*** Texto proporcionado ***

Desde el punto de vista personal y social, sin embargo, me parece que pocas cosas han cambiado o, lo que es lo mismo, que hemos aprendido muy poco. El ejemplo más claro lo tenemos en que, con cualquiera de las tres crisis mencionadas, en cuanto la situación económica ha mejorado un poco y se ha abierto la mano, hemos vuelto a los mismos comportamientos consumistas que en el pasado; de hecho, es el consumo la magnitud que en los tres casos aludidos ha tirado de la economía, permitiéndonos así seguir, al menos transitoriamente, en la era de la abundancia.
¿Y a partir del otoño y, sobre todo, del invierno, qué? ¿Será ahora diferente? ¿Habrá llegado, como declaró Macron, el fin de la abundancia y nos enfrentaremos a un panorama, inédito, de hambre y frio? Sin llegar a dramatizar, porque no considero que la situación sea tan extrema, me temo que los meses y, quizás, años próximos van a ser bastante más complicados que los que hemos vivido desde 2008. Aunque el contexto en el que operan nuestras economías ha experimentado algunos cambios favorables en los últimos meses (el precio del petróleo se ha reducido algo y los problemas en las cadenas de suministro, aunque persistentes, se van mitigando), hay otros que han caminado en la dirección contraria. El más relevante de todos es, sin lugar a dudas, la guerra en Ucrania, cuyo final no se vislumbra por ningún lado y que provoca efectos económicos muy dañinos, en particular en dos ámbitos de enorme importancia para el ciudadano medio: la evolución de los precios de los bienes de primera necesidad y el suministro de gas.

*** Datos proporcionados ***

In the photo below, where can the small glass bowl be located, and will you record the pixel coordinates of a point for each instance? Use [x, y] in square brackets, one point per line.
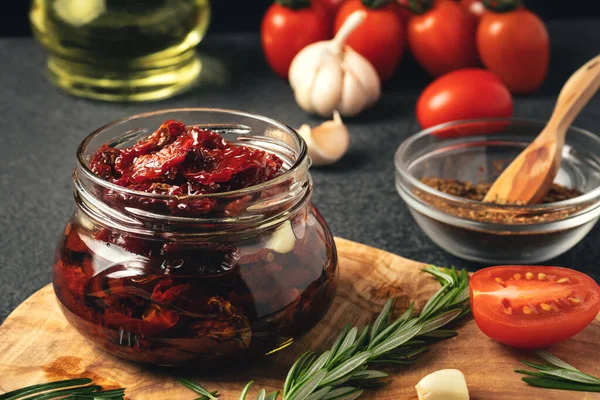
[477, 151]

***

__Tus tareas__.
a – ¿Qué preguntas plantea el texto proporcionado? Enuméralas todas.
b – Devuelve sin cambios el tramo del texto proporcionado que empieza en las palabras "Desde el punto" y termina después de "de la abundancia.".
c – ¿Puedes resumir el texto proporcionado en dos oraciones?

__Respuestas en orden__.
a –
¿Y a partir del otoño y, sobre todo, del invierno, qué?
¿Será ahora diferente?
¿Habrá llegado, como declaró Macron, el fin de la abundancia y nos enfrentaremos a un panorama, inédito, de hambre y frio?

b –
Desde el punto de vista personal y social, sin embargo, me parece que pocas cosas han cambiado o, lo que es lo mismo, que hemos aprendido muy poco. El ejemplo más claro lo tenemos en que, con cualquiera de las tres crisis mencionadas, en cuanto la situación económica ha mejorado un poco y se ha abierto la mano, hemos vuelto a los mismos comportamientos consumistas que en el pasado; de hecho, es el consumo la magnitud que en los tres casos aludidos ha tirado de la economía, permitiéndonos así seguir, al menos transitoriamente, en la era de la abundancia.

c – En el plano personal y social se ha aprendido muy poco, ya que tras cada una de las tres crisis se volvió a los mismos comportamientos consumistas, y fue el consumo lo que tiró de la economía. Los próximos meses y quizás años se prevén bastante más complicados que los vividos desde 2008, porque, aunque el petróleo se ha abaratado algo y los problemas de suministro se mitigan, la guerra en Ucrania daña los precios de los bienes de primera necesidad y el suministro de gas.